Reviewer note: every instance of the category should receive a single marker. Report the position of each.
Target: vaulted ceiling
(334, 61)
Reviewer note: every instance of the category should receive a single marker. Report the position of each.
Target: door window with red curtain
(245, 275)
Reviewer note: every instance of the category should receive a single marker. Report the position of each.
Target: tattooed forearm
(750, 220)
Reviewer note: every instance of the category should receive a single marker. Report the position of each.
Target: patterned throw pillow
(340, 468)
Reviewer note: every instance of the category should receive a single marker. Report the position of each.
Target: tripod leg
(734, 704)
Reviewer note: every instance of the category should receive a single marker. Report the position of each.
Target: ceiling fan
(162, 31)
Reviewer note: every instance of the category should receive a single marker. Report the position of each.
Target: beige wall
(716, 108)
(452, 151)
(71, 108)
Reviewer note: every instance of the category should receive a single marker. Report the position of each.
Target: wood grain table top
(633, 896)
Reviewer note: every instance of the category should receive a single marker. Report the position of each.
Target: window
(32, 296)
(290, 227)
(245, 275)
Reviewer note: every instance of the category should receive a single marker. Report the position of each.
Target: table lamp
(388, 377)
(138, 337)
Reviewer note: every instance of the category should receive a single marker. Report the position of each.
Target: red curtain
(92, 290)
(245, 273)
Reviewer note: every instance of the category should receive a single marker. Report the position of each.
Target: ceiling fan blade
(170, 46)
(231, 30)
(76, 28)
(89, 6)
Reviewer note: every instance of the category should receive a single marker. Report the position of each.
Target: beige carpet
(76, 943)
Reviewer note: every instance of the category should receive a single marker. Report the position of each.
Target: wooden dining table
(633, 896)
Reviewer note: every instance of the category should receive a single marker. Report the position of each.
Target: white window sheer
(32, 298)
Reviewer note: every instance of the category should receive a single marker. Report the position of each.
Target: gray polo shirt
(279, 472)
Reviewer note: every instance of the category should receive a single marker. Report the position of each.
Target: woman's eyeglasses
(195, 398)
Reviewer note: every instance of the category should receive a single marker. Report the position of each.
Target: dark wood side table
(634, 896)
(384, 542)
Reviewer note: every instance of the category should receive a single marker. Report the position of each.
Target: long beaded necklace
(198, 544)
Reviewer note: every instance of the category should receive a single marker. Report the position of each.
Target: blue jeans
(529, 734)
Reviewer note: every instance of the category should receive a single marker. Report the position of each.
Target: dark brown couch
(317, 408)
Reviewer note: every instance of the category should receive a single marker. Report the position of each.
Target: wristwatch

============================================================

= WHAT YOU NEED TO DO =
Starting at the top, retype every line of the material above exactly.

= EXERCISE RESULT =
Reviewer note: every instance of the category should receive a single marker. Report the position of each.
Target: vaulted ceiling
(334, 61)
Reviewer note: every instance of the category should receive a single marker. Report the position of each.
Target: door window with red curtain
(245, 275)
Reviewer note: every instance of the category should receive a single marker. Report the position of each.
Target: tattooed forearm
(750, 220)
Reviewer note: every instance of the category should receive a single marker. Report the position of each.
Target: patterned throw pillow
(340, 468)
Reviewer note: every instance of the category should receive a single marker. Report the position of each.
Target: tripod leg
(734, 704)
Reviewer note: every instance of the category should receive a single marker. Report the position of each.
Target: ceiling fan
(162, 31)
Reviewer note: every instance of the category should receive a single marker. Report the position of each.
Target: beige wall
(716, 108)
(452, 151)
(71, 108)
Reviewer note: every instance of the category should receive a single marker. Report the position of each.
Target: wood grain table top
(633, 896)
Reviewer note: every instance of the category should receive a single marker. Report the position of each.
Target: window
(32, 296)
(290, 227)
(245, 275)
Reviewer note: every instance of the category should receive a single marker. Report the position of each.
Target: table lamp
(388, 377)
(138, 337)
Reviewer note: every instance of the category should receive a single marker. Report the position of each.
Target: red curtain
(92, 290)
(245, 273)
Reviewer note: every instance of the category should receive a single marker. Report the position of each.
Target: ceiling fan blade
(170, 46)
(231, 30)
(76, 28)
(89, 6)
Reviewer note: every instance of the category should receive a single marker. Report the position of each.
Target: beige carpet
(76, 943)
Reviewer note: every instance of the category should receive a single marker. Report the position of each.
Target: wooden dining table
(633, 896)
Reviewer note: every instance of the category should receive a single marker. Report the position of each.
Target: white window sheer
(32, 298)
Reviewer note: every instance of the category should receive a single marker. Report the position of each.
Target: gray polo shirt
(279, 472)
Reviewer note: every instance of the category should receive a single marker. Report the position of each.
Target: woman's eyeglasses
(195, 398)
Reviewer note: every instance of the category should receive a single marker. Report the position of each.
Target: dark wood side table
(634, 896)
(384, 542)
Reviewer note: every instance of the category should receive a single marker. Report the position of each.
Target: long beaded necklace
(198, 544)
Reviewer note: every instance of the category should receive a single marker. Report the position of each.
Target: blue jeans
(529, 734)
Reviewer note: every instance of the category should receive a single marker. Report the position of each.
Target: dark brown couch
(317, 408)
Reviewer note: every instance of the category should receive a single marker. Report the position of each.
Target: wristwatch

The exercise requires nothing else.